_EXERCISE DESCRIPTION_: In the data below, find the line containing "bbox: black winter coat", then set down that line and every later line up to and including the line containing "bbox: woman's raised hand", exactly.

Dataset items:
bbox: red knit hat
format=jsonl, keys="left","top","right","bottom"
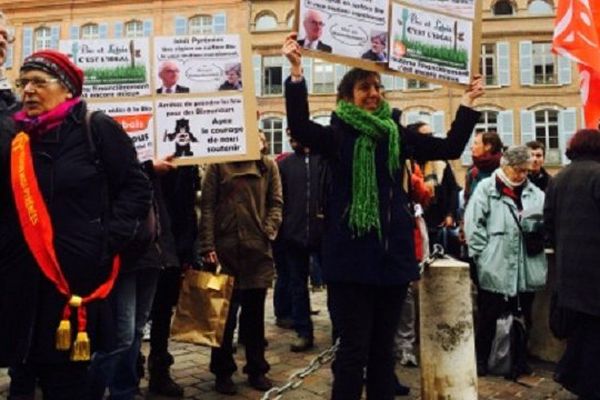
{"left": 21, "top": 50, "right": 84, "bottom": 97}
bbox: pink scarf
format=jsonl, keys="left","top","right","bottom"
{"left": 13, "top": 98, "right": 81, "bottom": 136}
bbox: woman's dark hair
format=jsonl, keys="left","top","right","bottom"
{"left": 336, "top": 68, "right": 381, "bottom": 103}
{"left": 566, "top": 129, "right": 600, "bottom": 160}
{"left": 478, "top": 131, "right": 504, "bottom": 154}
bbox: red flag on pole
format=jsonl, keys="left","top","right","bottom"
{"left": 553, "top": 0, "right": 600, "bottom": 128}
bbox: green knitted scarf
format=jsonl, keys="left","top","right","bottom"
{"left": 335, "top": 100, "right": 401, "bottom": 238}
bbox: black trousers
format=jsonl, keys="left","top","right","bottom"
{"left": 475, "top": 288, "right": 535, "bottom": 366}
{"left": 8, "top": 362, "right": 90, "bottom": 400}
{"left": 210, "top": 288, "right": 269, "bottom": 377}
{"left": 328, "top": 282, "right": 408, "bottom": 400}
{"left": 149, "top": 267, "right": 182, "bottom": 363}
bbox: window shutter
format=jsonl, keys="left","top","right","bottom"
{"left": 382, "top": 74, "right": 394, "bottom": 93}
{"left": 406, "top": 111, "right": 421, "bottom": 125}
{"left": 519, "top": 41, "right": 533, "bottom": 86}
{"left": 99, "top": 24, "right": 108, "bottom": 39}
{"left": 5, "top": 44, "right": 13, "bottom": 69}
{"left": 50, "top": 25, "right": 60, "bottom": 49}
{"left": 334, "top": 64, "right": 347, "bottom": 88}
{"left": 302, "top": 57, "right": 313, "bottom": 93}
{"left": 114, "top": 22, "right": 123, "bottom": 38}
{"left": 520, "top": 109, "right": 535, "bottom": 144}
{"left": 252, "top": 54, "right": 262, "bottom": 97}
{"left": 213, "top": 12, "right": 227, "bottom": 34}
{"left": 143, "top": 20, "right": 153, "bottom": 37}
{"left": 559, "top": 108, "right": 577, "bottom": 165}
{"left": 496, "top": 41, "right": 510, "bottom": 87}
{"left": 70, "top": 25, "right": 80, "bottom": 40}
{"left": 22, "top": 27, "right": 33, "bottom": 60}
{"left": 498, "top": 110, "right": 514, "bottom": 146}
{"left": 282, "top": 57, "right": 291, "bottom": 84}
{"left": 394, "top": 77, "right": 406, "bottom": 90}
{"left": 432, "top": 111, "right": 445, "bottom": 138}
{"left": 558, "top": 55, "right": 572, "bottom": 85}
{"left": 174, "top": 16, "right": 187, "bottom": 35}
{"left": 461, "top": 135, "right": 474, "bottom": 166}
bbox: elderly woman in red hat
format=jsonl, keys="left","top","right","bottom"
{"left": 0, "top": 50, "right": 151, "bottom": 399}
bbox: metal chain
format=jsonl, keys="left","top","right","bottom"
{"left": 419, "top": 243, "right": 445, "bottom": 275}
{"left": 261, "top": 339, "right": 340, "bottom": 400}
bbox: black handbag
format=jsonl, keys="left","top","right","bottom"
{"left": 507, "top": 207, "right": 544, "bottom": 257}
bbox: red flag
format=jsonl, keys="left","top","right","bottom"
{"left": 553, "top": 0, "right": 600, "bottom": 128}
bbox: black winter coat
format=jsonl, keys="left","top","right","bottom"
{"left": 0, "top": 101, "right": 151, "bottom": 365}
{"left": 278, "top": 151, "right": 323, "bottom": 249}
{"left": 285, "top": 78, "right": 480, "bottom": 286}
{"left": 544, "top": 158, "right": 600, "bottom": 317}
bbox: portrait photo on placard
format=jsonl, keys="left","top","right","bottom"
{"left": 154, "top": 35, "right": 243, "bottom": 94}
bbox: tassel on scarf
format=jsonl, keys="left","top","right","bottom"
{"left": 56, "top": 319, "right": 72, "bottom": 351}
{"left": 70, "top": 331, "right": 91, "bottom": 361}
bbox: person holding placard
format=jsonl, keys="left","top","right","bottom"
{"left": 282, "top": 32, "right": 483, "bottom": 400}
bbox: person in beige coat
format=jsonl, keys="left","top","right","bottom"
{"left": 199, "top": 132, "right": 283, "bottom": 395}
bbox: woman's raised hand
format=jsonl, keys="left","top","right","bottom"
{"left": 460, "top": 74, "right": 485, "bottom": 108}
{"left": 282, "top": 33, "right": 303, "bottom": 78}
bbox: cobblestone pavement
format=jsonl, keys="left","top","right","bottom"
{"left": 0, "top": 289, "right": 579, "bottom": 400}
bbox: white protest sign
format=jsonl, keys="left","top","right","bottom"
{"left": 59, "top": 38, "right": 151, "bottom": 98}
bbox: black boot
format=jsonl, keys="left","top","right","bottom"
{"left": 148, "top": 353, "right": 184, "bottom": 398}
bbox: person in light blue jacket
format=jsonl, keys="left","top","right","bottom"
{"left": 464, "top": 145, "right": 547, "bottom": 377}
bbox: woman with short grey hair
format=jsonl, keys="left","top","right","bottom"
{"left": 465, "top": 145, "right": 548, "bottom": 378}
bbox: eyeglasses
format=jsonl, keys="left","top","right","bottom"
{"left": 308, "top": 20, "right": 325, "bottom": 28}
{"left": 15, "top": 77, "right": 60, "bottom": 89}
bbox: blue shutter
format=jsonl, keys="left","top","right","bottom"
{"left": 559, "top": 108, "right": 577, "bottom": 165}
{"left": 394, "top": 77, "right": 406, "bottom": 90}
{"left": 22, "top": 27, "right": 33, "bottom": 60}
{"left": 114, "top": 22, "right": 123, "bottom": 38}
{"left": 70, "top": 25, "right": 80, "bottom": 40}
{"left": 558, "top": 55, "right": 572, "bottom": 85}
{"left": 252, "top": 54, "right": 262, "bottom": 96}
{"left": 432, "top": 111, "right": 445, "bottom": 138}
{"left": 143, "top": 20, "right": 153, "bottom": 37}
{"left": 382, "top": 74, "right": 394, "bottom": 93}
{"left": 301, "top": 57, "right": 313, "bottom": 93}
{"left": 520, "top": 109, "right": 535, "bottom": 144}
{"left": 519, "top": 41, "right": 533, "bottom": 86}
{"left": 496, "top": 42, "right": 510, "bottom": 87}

_ANSWER BELOW_:
bbox: black winter coat
format=jsonl, keys="left","top","right","bottom"
{"left": 0, "top": 101, "right": 151, "bottom": 365}
{"left": 278, "top": 151, "right": 323, "bottom": 249}
{"left": 285, "top": 78, "right": 480, "bottom": 286}
{"left": 544, "top": 158, "right": 600, "bottom": 317}
bbox: portrait photo on placard
format=jsonl, keys="left","top","right","bottom"
{"left": 154, "top": 35, "right": 243, "bottom": 94}
bbox: tassel on scarf
format=jsonl, keys="left","top","right","bottom"
{"left": 56, "top": 319, "right": 72, "bottom": 351}
{"left": 70, "top": 331, "right": 91, "bottom": 361}
bbox: person holding placard
format=jsonl, keys="left","top","right","bottom"
{"left": 282, "top": 32, "right": 483, "bottom": 400}
bbox: person in beige coat
format=jsonl, keys="left","top","right","bottom"
{"left": 199, "top": 132, "right": 283, "bottom": 395}
bbox: woman's raised hand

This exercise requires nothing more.